__DIRECTIONS FOR THIS TASK__. Would you restate, exactly as they appear, the lines from the one containing "hand, that would be wonderful." through the end of the data below?

__SUPPLIED DATA__.
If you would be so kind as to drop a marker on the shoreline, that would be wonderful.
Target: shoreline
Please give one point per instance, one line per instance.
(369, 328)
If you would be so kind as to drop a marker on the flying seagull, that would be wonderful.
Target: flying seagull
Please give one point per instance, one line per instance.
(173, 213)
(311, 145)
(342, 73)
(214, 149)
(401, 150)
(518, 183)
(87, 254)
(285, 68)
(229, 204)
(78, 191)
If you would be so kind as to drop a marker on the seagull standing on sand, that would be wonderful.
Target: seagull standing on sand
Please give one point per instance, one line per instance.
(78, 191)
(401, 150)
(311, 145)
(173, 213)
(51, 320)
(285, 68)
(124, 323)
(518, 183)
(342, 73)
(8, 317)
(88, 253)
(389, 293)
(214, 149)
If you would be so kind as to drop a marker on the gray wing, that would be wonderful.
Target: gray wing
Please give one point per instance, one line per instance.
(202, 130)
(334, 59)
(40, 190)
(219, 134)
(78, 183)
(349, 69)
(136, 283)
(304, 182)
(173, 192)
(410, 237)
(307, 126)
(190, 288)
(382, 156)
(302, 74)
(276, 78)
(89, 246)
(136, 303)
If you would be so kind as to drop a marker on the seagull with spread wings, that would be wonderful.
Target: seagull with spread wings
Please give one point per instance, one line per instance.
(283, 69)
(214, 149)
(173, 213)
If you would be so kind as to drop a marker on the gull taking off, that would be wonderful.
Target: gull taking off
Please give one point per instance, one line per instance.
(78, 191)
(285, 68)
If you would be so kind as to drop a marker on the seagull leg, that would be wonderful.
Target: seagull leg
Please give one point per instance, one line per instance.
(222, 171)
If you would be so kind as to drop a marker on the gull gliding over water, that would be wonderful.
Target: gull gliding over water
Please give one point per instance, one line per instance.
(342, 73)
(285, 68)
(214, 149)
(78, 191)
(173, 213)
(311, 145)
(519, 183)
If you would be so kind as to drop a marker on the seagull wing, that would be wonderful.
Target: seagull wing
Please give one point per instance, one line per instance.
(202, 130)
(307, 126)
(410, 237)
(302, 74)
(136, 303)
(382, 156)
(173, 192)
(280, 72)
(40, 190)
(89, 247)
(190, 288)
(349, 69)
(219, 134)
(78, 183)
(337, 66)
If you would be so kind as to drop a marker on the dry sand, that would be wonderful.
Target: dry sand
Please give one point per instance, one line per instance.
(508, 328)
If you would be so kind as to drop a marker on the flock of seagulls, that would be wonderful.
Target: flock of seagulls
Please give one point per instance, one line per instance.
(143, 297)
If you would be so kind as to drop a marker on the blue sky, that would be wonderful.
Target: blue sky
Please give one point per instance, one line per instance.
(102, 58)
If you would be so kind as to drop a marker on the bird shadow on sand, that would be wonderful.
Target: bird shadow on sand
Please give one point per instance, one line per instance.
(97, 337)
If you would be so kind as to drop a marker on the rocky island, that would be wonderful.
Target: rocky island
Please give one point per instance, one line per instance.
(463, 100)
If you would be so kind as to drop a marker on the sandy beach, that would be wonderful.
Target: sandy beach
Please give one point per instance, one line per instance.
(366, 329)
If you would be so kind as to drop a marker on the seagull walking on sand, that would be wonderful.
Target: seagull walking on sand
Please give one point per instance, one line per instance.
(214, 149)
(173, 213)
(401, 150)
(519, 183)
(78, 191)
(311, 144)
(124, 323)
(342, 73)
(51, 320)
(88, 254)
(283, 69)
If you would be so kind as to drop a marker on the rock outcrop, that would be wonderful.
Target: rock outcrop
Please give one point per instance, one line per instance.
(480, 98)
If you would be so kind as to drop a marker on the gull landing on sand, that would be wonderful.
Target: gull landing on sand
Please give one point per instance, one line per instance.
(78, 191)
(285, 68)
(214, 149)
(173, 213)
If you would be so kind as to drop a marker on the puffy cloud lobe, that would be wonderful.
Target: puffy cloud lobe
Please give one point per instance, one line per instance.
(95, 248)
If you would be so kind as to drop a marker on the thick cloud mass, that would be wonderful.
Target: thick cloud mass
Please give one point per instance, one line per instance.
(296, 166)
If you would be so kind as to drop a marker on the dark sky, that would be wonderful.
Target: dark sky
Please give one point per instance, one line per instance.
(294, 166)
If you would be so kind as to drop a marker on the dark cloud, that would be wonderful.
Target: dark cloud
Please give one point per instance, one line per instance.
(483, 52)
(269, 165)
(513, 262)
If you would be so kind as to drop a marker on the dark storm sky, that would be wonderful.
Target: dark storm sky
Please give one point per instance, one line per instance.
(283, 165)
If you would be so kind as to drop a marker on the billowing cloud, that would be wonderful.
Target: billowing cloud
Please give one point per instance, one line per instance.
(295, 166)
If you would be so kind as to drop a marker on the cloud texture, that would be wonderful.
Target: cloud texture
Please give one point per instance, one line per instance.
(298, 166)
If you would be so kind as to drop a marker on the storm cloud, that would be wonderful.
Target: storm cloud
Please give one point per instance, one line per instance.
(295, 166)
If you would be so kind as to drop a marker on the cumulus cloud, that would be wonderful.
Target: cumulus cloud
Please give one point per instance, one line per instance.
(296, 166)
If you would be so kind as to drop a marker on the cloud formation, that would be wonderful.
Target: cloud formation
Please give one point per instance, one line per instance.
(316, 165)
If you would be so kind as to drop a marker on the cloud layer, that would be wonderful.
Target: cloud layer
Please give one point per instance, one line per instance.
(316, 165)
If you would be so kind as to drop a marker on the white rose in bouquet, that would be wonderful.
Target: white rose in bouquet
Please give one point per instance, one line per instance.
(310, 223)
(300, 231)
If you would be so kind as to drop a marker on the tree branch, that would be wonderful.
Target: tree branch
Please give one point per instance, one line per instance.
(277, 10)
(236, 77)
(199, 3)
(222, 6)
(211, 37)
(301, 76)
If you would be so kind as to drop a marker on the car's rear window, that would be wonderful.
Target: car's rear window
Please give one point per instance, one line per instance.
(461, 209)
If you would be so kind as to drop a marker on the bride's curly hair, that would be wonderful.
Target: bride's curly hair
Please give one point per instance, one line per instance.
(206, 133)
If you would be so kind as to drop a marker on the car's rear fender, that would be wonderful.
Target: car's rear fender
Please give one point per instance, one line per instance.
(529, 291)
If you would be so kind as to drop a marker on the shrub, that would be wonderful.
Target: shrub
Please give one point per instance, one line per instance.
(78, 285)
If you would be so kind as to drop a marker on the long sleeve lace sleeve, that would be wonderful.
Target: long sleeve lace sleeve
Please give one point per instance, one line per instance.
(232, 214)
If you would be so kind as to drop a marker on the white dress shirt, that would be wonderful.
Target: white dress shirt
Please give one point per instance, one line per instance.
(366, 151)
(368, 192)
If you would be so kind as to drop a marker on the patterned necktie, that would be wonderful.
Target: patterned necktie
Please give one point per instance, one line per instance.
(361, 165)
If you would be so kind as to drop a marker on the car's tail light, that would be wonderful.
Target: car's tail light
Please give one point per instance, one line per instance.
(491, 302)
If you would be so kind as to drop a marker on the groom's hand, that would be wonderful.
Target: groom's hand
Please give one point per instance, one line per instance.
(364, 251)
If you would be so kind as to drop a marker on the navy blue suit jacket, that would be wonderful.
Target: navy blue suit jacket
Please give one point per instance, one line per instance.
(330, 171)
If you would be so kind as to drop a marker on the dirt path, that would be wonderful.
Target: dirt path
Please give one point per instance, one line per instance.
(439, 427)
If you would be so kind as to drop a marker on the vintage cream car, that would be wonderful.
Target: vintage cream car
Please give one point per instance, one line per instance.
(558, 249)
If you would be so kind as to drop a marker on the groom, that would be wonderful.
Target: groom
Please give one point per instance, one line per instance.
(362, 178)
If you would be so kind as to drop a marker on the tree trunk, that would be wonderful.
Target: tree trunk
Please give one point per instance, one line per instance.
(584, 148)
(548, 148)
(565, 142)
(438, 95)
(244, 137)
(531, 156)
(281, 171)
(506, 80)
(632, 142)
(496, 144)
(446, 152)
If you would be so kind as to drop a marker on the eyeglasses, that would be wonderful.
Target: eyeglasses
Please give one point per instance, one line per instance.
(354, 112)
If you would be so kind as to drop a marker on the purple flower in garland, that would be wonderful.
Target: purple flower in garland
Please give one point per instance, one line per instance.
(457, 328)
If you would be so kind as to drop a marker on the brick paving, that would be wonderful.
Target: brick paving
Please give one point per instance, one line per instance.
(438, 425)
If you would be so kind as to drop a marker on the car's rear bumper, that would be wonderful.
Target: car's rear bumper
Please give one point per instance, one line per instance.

__TASK SOLUTION__.
If you would be so kind as to drop a marker on the groom's hand, that would be wonderful.
Target: groom's hand
Please give one point per instance, one line per instance.
(364, 251)
If you would be so kind as to drop a marker on the navy blue suit jacket, that would be wonderful.
Target: navy blue suit jacket
Please give one point per instance, one line per instance.
(330, 171)
If you would be so kind as to drop a marker on the dirt path, that would be wonderful.
Target: dirt path
Please give one point per instance, one line per instance.
(439, 427)
If you would be so kind as to drop a marker on the vintage cream car, that would be wonderful.
Target: vintage cream car
Please give one point per instance, one line per instance.
(558, 249)
If you would be so kind as to drop a marker on the groom, that would be wonderful.
Target: groom
Please give one point per instance, one line per instance.
(362, 178)
If you would be so kind as to drop a marker on the tree trunk, that would be wonderful.
Target: tree trunk
Please give one point per instance, one line per instance.
(584, 148)
(548, 148)
(565, 142)
(438, 95)
(244, 137)
(531, 156)
(281, 171)
(506, 80)
(632, 142)
(496, 144)
(446, 152)
If you would be so kind as to drop a marker on the eyeglasses, that would be wonderful.
Target: eyeglasses
Please give one point per instance, one line per instance.
(354, 112)
If you would be so kind as to drop a marker on the purple flower in garland, that would be wonderful.
Target: purple flower in garland
Please give one point per instance, one line per instance.
(457, 328)
If you would be so kind as to drop a marker on the brick paving, that would be wonderful.
Target: brick paving
Please give one point per instance, one line per instance.
(438, 425)
If you would be so kind as to drop a marker on the car's rear bumper, that would be wonderful.
Target: car's rear bumper
Please give one point per instance, one line per instance.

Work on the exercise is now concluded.